# Alternate/PCGH Oster-PC 2K15 mit Geforce GTX 970, Win 8.1 und Witcher 3 für 999 Euro [Anzeige]



## PCGH-Redaktion (13. März 2015)

Jetzt ist Ihre Meinung gefragt zu *Alternate/PCGH Oster-PC 2K15 mit Geforce GTX 970, Win 8.1 und Witcher 3 für 999 Euro [Anzeige]*

					Dieser limitierte Aktions-PC ist eine Gemeinschaftsproduktion von Alternate und den Redakteuren der Zeitschrift PC Games Hardware. Durch das Know How beider Seiten kann so ein schneller Gaming-PC zum Preis von nur 999 Euro inkl. Windows 8.1 angeboten werden.

					Bitte beachten Sie: Der Kommentarbereich wird gemäß der Forenregeln moderiert. Allgemeine Fragen und Kritik zu Online-Artikeln von PC Games Hardware sind im Feedback-Unterforum zu veröffentlichen und nicht im Kommentarthread zu einer News. Dort werden sie ohne Nachfragen entfernt.




			Dieser Inhalt steht nur eingeloggten Mitgliedern zur Verfügung.
        

 Zurück zum Artikel: *Alternate/PCGH Oster-PC 2K15 mit Geforce GTX 970, Win 8.1 und Witcher 3 für 999 Euro [Anzeige]*


----------



## Birbus (16. März 2015)

§ **AUFGABENSTELLUNG**
A - Fassen Sie den Text über den Oster-PC in zwei Sätzen zusammen.
B - Führen Sie den Text über den Oster-PC mit dem Beitrag von Birbus weiter.
Das Material hat keinen Bezug zum Text über den Oster-PC.

§ **BEREITGESTELLTES MATERIAL**

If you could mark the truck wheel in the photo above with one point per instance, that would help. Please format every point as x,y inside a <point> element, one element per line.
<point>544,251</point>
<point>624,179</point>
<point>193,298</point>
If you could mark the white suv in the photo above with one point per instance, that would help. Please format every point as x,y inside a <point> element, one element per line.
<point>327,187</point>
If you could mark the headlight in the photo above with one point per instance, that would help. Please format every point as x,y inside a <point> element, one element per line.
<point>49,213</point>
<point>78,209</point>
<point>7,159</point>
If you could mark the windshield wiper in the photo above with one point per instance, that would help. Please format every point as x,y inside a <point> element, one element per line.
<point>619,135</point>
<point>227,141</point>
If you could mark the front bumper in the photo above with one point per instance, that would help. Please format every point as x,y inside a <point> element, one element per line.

§ **LÖSUNGEN**
A - Alternate und die Redakteure von PC Games Hardware bieten gemeinsam einen limitierten Aktions-PC an, einen schnellen Gaming-PC mit Geforce GTX 970, Windows 8.1 und Witcher 3 für 999 Euro. Der Kommentarbereich wird nach den Forenregeln moderiert, und allgemeine Fragen oder Kritik zu Online-Artikeln gehören ins Feedback-Unterforum, da sie im Kommentarthread ohne Nachfragen entfernt werden.

B -
*AW: Alternate/PCGH Oster-PC 2K15 mit Geforce GTX 970, Win 8.1 und Witcher 3 für 999 Euro [Anzeige]*

Eine über 300 euro teurer grafikkarte mit einem billig netzteil für 36 euro ??? Das ist hoffentlich nicht euer ernst!


----------



## lalaker (16. März 2015)

*AW: Alternate/PCGH Oster-PC 2K15 mit Geforce GTX 970, Win 8.1 und Witcher 3 für 999 Euro [Anzeige]*

Also für Leute, die ihren PC nicht selbst assemblieren könne oder wollen ist das schon ein gutes Angebot.

Klar würde ich mir auch ein anderes NT wünschen, zumindest gesleevte Kabel würden optisch mehr her machen. Auch wird es nicht viel Spaß machen, die Spiele von der WD-Green zu laden. Wegen dem günstigen Gehäuse muss auch das CPU-Stromkabel unter der Graka durch gefädelt werden.

Aber bei all dem muss man eben den sehr konkurrenzfähigen Preis bedenken. Rein von der Leistung und Qualität her reicht das NT locker.


----------



## Maqama (16. März 2015)

*AW: Alternate/PCGH Oster-PC 2K15 mit Geforce GTX 970, Win 8.1 und Witcher 3 für 999 Euro [Anzeige]*

Hier im Forum bekommste so eine Konfiguration um die Ohren gehauen.
Jeder aus eurem Team sollte das eigentlich besser machen.
Hier wird aus Profitgier ein schlechtes Produkt angeboten.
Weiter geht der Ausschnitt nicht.